Please pull out every line in the records below that contains the string "cardboard", and keep in mind that case counts.
--- start of THE RECORDS ---
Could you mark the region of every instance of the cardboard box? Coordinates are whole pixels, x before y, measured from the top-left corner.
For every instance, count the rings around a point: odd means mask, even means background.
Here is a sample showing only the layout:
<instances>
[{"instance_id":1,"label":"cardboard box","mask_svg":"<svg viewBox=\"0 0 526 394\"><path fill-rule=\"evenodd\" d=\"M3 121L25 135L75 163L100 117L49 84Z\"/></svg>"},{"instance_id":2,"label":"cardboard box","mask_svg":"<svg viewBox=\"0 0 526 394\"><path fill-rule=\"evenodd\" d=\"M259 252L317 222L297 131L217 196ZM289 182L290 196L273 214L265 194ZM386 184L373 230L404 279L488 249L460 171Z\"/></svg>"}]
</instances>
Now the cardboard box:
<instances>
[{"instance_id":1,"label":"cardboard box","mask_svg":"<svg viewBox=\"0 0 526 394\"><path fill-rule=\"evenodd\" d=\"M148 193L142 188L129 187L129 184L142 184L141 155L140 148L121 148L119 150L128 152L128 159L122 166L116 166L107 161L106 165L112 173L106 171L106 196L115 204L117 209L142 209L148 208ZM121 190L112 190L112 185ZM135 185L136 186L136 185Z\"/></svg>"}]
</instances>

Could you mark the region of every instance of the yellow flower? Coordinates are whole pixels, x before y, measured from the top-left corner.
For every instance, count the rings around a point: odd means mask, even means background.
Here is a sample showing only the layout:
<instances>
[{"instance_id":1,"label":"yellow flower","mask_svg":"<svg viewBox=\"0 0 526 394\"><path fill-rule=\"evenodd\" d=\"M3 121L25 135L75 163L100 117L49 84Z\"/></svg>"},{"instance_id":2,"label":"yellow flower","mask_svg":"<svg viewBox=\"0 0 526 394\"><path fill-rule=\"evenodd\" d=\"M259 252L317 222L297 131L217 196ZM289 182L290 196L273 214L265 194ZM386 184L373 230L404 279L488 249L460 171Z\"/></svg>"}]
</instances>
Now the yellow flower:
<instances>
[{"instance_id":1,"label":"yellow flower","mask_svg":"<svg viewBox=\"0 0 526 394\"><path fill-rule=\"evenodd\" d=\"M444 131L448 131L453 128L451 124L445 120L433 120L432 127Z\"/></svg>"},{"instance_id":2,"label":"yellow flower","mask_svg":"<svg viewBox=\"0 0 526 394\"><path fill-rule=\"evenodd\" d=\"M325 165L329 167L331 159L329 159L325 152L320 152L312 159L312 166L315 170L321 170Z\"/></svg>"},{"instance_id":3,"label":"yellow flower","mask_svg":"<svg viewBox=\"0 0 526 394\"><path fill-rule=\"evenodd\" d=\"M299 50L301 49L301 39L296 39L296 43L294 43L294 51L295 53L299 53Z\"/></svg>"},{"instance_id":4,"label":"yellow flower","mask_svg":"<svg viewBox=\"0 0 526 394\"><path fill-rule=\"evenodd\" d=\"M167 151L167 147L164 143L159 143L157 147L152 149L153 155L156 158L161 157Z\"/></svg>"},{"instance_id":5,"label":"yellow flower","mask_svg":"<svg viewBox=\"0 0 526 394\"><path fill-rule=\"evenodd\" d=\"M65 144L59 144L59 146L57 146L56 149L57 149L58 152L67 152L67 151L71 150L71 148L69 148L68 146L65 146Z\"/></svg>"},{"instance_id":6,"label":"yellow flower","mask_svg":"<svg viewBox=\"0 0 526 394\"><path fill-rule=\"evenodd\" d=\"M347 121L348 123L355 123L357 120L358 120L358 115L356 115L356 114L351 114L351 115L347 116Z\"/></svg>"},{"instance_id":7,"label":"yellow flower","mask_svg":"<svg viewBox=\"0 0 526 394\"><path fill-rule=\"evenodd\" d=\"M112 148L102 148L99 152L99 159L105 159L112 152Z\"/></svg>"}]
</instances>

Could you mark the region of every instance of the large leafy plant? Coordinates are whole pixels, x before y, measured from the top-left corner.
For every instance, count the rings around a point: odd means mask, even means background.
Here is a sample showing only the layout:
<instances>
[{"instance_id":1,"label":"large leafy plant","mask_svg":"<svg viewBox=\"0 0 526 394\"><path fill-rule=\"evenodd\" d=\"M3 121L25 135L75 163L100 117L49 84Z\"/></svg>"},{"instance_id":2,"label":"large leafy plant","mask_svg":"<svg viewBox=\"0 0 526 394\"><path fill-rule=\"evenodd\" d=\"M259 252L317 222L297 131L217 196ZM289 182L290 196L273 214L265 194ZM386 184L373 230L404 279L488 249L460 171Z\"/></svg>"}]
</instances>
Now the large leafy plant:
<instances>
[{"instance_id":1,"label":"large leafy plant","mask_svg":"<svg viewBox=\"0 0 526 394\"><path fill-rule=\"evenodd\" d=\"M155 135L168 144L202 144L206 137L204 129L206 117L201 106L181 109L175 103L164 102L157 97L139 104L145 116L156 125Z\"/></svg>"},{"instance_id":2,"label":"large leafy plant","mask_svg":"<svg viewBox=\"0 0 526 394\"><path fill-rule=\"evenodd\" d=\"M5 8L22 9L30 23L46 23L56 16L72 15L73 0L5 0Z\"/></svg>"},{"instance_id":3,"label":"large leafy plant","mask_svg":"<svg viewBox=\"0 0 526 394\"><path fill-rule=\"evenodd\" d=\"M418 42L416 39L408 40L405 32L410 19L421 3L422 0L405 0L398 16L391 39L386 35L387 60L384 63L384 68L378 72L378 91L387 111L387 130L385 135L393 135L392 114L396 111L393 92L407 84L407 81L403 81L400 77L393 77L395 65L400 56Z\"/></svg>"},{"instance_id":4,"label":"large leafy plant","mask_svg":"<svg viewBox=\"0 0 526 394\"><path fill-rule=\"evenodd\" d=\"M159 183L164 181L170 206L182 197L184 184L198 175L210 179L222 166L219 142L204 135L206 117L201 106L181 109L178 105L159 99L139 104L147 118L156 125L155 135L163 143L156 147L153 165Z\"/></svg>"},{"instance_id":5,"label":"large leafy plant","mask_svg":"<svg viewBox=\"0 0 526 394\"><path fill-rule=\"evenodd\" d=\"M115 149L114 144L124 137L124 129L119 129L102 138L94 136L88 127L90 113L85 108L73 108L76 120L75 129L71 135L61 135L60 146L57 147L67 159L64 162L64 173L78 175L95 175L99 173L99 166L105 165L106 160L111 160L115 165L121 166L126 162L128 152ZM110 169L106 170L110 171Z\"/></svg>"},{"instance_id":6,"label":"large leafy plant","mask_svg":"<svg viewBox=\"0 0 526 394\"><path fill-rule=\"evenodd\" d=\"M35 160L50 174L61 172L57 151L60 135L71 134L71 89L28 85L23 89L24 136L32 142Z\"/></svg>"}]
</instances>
--- end of THE RECORDS ---
--- start of THE RECORDS ---
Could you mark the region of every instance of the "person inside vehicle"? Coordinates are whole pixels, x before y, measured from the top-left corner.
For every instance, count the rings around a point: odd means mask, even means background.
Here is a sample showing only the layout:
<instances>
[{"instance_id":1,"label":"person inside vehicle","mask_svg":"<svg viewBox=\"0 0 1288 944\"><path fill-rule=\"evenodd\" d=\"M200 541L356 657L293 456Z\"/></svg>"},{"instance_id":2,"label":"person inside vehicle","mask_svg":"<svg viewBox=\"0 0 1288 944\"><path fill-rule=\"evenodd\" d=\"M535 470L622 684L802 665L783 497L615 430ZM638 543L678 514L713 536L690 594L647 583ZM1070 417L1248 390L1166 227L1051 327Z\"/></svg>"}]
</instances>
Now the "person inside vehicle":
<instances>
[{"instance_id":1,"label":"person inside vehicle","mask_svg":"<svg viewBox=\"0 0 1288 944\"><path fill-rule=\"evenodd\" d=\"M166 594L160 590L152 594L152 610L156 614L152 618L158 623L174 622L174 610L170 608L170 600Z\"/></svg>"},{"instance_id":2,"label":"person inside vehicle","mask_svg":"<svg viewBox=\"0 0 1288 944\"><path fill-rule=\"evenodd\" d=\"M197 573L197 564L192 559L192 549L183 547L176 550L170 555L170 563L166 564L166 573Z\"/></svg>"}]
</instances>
--- end of THE RECORDS ---
--- start of THE RECORDS ---
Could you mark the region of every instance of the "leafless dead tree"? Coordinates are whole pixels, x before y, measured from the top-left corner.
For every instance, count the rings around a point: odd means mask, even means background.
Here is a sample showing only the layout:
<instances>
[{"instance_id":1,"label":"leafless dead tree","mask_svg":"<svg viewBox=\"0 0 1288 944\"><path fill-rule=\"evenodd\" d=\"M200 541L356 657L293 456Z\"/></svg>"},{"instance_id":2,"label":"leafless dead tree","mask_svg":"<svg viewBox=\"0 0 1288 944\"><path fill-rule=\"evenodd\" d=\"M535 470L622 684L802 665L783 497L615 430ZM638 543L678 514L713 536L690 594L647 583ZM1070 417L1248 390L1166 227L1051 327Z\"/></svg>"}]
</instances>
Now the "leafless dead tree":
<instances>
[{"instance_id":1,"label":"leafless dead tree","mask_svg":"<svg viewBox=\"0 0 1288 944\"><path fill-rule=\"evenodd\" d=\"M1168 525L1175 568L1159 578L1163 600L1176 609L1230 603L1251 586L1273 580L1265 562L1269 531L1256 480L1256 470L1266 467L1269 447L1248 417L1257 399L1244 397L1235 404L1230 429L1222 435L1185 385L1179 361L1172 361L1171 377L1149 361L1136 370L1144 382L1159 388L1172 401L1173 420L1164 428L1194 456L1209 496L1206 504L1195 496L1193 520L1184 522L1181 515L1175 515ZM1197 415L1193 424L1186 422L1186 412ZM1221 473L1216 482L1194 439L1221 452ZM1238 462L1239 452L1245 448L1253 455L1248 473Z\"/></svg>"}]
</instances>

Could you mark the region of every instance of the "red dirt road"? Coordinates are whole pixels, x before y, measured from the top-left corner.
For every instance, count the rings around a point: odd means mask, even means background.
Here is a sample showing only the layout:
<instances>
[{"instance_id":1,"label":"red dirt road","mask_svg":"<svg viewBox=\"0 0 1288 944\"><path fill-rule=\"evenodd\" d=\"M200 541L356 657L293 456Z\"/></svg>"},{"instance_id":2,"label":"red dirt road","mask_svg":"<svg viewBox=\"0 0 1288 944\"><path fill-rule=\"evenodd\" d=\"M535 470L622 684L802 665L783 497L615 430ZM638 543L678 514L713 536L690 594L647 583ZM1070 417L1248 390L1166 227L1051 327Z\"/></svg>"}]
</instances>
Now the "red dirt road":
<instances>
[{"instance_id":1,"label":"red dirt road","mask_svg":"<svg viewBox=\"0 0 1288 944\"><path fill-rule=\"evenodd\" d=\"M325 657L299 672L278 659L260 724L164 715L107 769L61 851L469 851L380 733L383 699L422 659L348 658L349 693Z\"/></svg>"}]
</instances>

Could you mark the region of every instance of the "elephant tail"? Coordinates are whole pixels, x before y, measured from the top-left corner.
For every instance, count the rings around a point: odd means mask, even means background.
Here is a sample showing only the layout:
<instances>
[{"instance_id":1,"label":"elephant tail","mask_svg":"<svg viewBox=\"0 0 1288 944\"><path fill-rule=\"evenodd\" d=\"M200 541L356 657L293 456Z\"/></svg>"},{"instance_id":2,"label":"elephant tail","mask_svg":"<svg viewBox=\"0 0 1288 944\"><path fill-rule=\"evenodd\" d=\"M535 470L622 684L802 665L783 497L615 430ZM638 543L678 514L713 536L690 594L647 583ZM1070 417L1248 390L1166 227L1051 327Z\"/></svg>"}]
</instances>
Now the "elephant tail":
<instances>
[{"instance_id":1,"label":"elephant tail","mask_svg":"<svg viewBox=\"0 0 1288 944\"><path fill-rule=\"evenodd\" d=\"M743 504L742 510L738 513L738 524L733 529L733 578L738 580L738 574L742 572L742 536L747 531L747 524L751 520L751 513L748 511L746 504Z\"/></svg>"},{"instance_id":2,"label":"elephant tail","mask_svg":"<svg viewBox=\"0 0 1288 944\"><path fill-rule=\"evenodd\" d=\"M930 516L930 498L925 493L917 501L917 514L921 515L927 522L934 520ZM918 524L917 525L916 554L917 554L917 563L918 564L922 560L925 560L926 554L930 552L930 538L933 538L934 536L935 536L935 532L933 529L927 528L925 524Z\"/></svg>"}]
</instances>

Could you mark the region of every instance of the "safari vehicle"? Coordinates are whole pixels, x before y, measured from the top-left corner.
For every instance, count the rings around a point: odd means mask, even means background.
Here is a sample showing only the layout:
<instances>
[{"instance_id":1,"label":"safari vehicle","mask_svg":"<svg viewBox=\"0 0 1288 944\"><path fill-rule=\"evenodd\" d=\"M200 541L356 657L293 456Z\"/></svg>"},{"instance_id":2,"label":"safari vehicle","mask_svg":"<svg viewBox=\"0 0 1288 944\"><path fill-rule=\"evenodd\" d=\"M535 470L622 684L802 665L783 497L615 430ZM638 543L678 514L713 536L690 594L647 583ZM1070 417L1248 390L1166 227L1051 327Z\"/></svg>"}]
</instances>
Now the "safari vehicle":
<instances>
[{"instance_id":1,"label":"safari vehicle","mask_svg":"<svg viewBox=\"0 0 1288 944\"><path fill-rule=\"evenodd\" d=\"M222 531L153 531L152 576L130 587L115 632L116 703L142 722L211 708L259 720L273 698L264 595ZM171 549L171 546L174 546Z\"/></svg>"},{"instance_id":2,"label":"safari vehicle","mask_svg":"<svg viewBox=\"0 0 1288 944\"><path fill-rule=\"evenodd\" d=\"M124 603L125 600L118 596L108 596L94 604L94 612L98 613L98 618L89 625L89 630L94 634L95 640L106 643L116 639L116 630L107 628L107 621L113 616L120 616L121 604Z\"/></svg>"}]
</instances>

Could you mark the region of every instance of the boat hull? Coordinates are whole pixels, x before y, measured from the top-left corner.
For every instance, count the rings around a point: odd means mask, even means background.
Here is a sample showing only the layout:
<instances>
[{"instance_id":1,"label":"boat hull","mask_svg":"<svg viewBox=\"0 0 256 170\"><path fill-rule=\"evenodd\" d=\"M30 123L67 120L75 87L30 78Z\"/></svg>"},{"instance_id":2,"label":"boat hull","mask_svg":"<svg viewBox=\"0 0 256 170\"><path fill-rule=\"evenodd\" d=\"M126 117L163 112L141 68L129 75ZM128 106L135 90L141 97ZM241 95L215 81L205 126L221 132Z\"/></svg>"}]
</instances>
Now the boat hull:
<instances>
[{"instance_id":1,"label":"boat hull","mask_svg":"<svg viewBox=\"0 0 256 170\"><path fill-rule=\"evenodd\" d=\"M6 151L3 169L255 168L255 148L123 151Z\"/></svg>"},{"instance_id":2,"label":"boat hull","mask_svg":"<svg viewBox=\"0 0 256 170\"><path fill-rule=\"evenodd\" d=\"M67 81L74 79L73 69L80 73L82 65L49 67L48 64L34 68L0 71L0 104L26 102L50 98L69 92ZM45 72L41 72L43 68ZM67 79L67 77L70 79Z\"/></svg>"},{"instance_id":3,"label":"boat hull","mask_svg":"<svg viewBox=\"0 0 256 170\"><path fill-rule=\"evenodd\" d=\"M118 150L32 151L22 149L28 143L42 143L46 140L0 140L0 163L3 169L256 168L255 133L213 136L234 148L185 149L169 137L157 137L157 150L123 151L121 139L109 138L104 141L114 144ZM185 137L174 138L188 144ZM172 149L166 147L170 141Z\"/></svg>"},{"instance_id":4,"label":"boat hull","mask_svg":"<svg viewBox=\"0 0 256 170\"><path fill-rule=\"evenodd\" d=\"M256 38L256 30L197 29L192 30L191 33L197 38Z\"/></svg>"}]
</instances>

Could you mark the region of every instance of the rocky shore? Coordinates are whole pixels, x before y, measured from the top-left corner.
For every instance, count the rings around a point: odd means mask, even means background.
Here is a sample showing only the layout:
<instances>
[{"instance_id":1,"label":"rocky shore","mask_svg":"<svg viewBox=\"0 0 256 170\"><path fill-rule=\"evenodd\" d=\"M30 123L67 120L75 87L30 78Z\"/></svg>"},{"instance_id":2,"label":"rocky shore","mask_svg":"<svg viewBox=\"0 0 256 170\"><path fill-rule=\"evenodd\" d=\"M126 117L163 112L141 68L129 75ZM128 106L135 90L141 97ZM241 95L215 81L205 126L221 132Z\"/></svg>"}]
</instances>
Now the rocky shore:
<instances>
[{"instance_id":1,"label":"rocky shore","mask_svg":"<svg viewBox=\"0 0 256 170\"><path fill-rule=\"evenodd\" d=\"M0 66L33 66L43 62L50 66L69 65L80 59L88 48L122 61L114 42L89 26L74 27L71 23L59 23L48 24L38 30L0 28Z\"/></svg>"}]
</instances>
--- end of THE RECORDS ---
#### WRITTEN RESPONSE
Could you mark the region of every instance of the cardboard box? Coordinates are whole pixels, x before y, measured from the top-left corner.
[{"instance_id":1,"label":"cardboard box","mask_svg":"<svg viewBox=\"0 0 526 394\"><path fill-rule=\"evenodd\" d=\"M3 121L25 135L75 163L100 117L49 84Z\"/></svg>"},{"instance_id":2,"label":"cardboard box","mask_svg":"<svg viewBox=\"0 0 526 394\"><path fill-rule=\"evenodd\" d=\"M259 252L317 222L297 131L217 196ZM289 182L290 196L273 214L265 194ZM386 184L373 230L404 279L488 249L460 171Z\"/></svg>"}]
Now the cardboard box:
[{"instance_id":1,"label":"cardboard box","mask_svg":"<svg viewBox=\"0 0 526 394\"><path fill-rule=\"evenodd\" d=\"M148 193L142 188L129 187L129 184L142 184L141 155L140 148L121 148L119 150L128 152L128 159L122 166L116 166L107 161L106 165L112 173L106 171L106 196L115 204L117 209L142 209L148 208ZM121 190L112 190L112 185ZM135 185L136 186L136 185Z\"/></svg>"}]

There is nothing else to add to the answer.